The fetch-execute cycle is the process by which a classical computer executes instructions. In the fetch phase, the computer determines which instruction to do next, by fetching that instruction from memory based on the current value of the program counter register. In the execute phase, the computer executes this instruction. The computer alternates between these two phases as long as it is on.
For the below ARM assembly code, trace the values
as it executes that will be placed into the registers
R4, R5, and R6.
MOV R4, #7
MOV R5, #4
MOV R6, #4
again MOV R7, R4
ADD R4, R5, R4
MOV R5, R7
SUBS R6, R6, #1
BNE again
R4 |
7, | 11, | 18, | 29, | 47 |
R5 |
4, | 7, | 11, | 18, | 29 |
R6 |
4, | 3, | 2, | 1, | 0 |
Translate the below C code for counting the 1 bits in R0 into
ARM assembly code, using the registers indicated by the variable
names.

# Some records:
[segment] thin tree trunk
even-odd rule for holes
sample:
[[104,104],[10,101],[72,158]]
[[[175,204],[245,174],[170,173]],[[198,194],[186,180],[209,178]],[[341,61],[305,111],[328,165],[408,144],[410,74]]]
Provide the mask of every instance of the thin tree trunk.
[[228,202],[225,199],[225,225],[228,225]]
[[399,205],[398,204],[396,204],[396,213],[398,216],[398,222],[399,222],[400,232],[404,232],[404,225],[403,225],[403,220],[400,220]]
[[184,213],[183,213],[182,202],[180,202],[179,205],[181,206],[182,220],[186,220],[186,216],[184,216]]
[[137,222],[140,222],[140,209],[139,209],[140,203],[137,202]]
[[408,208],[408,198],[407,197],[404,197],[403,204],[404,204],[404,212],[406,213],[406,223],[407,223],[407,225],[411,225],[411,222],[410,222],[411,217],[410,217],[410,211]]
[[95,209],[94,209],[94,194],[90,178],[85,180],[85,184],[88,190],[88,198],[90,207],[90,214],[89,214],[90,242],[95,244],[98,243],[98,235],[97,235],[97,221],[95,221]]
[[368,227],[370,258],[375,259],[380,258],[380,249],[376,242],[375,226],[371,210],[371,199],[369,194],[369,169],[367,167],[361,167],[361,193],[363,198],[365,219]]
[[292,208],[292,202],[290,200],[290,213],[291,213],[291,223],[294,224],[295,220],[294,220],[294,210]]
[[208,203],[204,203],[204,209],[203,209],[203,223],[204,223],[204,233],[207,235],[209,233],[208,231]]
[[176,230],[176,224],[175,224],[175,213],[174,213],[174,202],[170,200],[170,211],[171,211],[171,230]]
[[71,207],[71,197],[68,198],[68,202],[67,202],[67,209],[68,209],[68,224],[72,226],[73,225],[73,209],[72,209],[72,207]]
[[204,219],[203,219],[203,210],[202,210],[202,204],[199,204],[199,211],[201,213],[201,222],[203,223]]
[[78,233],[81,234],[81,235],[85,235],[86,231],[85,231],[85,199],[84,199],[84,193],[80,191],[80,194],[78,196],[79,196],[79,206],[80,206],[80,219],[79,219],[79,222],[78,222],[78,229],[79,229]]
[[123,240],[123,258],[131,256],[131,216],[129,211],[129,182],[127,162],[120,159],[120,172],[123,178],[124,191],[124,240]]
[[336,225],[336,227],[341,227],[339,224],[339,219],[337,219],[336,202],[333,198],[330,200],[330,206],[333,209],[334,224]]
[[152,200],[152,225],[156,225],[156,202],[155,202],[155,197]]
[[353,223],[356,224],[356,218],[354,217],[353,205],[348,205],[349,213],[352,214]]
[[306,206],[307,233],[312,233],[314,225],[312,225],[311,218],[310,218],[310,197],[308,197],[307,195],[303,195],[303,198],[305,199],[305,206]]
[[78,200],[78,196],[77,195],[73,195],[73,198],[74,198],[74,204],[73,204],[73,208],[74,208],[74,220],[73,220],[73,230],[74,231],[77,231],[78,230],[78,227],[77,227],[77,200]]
...
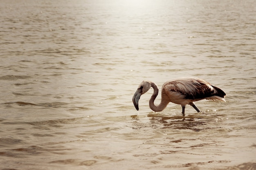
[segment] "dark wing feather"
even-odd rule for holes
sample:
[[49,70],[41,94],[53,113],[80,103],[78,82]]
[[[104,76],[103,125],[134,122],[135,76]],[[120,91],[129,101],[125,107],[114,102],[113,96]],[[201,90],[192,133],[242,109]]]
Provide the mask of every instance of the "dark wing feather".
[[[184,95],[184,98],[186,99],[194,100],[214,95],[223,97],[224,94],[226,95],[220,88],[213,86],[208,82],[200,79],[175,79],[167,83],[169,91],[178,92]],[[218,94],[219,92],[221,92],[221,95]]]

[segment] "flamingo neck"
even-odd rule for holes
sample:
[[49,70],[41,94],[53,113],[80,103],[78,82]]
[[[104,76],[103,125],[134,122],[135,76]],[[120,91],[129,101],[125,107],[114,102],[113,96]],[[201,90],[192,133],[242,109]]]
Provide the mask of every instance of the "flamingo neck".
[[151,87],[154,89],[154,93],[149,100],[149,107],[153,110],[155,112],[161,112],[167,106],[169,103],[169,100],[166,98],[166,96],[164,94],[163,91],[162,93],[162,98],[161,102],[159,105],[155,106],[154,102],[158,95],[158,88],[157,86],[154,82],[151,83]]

# Problem set:
a - From the text on the fetch-execute cycle and ARM assembly, write out everything between "The fetch-execute cycle" and "R5, and R6.", inclusive.
b - In the fetch-execute cycle text, what decides which instruction the computer fetches from memory?
c - Pick up the text on the fetch-execute cycle and ARM assembly where it ends, and keep writing it.

# Expected responses:
a -
The fetch-execute cycle is the process by which a classical computer executes instructions. In the fetch phase, the computer determines which instruction to do next, by fetching that instruction from memory based on the current value of the program counter register. In the execute phase, the computer executes this instruction. The computer alternates between these two phases as long as it is on.
For the below ARM assembly code, trace the values
as it executes that will be placed into the registers
R4, R5, and R6.

b - The current value of the program counter register.

c -
r3 = 1;
r1 = 0;
while (r3 != 0) {
if ((r0 & r3) != 0) {
r1 = r1 + 1;
}
r3 = r3 + r3;
}
MOV R3, #1
MOV R1, #0
loop TST R0, R3
ADDNE R1, R1, #1
ADDS R3, R3, #1
BNE loop
For the below ARM assembly code, trace the values
as it executes that will be placed into the registers
R0, R1, and R2.
MOV R0, #48
MOV R1, #5
MVN R2, #0 ; MVN, not MOV
loop1 ADD R2, R2, #1
CMP R0, R1, LSL R2
BGT loop1
SUBLTS R2, R2, #1
BLT done
loop2 CMP R0, R1, LSL R2
SUBGE R0, R0, R1, LSL R2
SUBS R2, R2, #1
BGE loop2
done
(By the way, this fragment computes R0 % R1.)
R0 |
48, | 8, | 3 | ||||||||
R1 |
5 | ||||||||||
R2 |
−1, | 0, | 1, | 2, | 3, | 4, | 3, | 2, | 1, | 0, | −1 |
For the below ARM assembly code, trace the values
as it executes that will be placed into the registers
PC, R0, R1, and R2.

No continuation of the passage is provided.